You know, there was this amazing song that my school choir learned to sing called The Conversion of Saul. It starts out building with tension and intensity, quickly ramping up to a chaotic whirlwind with a cry for condemnation. Then the tempo suddenly dissipates, leaving a tingling sensation of holiness with mere echoes of the previous shouts of bloodlust.
Then the glorious music swells, leaving behind any trace of darkness and an invitation forms. The music ebbs and flows powerfully, yet always remains steady and calm. It feels like how I would imagine the inside of the ocean to be when God parted the sea for the Israelites. To hear and see the wonders of God, but through a muffled barrier. It’s beautiful. Incredible. Holy.
Was that anything what it was like; to be transformed by God and be in His presence? Was that anywhere close to what a drop of His glory and love feel like? Was the rest of your walk more glorious than that? Did the music of your walk with God keep swelling until it finally burst and became too much for this world? I wonder.

### Tasks to perform
A: In the reflection on The Conversion of Saul, explain why the writer likens the music to the inside of the sea when God parted it for the Israelites.
B: Quote the reflection on The Conversion of Saul between "Was that anything" and "world? I wonder.", inclusive.
C: According to the reflection on The Conversion of Saul, what happens to the tempo right after the cry for condemnation?
The listing has no role in any of these tasks.

### Rows
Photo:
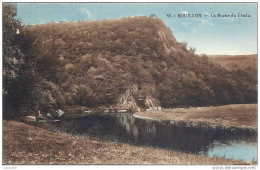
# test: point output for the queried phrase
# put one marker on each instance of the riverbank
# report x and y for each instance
(27, 144)
(238, 115)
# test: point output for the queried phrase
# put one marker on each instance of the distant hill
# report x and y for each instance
(128, 63)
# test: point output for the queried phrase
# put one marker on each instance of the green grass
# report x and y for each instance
(26, 144)
(229, 115)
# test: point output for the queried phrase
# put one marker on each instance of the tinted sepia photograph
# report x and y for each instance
(98, 83)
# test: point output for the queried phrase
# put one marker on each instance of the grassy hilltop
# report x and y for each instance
(129, 63)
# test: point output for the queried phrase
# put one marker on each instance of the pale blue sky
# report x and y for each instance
(230, 35)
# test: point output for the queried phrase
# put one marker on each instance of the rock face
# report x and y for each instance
(129, 63)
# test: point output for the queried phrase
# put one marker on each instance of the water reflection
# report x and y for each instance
(178, 136)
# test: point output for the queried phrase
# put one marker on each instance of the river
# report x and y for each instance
(124, 127)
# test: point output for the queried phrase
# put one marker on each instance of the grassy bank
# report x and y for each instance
(26, 144)
(240, 115)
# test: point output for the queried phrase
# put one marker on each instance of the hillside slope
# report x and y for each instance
(128, 63)
(26, 144)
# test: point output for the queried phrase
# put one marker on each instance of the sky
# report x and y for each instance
(230, 35)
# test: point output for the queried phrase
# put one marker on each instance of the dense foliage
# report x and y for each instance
(92, 63)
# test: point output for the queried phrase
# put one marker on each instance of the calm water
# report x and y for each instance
(125, 128)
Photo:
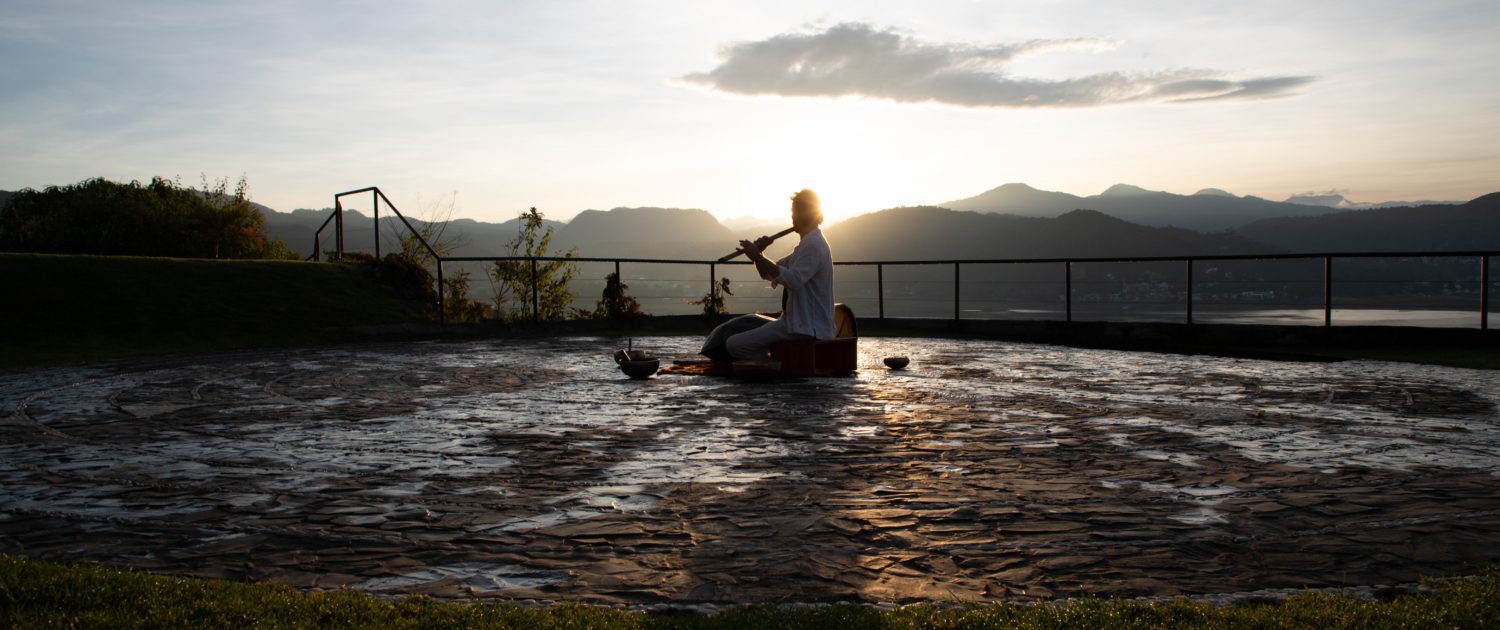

### Problem solutions
A: After the glorious swell, the music ebbs and flows powerfully yet stays steady and calm. The writer imagines that being inside the parted sea would mean hearing and seeing the wonders of God, but through a muffled barrier.

B:
Was that anything what it was like; to be transformed by God and be in His presence? Was that anywhere close to what a drop of His glory and love feel like? Was the rest of your walk more glorious than that? Did the music of your walk with God keep swelling until it finally burst and became too much for this world? I wonder.

C: The tempo suddenly dissipates, leaving a tingling sensation of holiness with mere echoes of the previous shouts of bloodlust.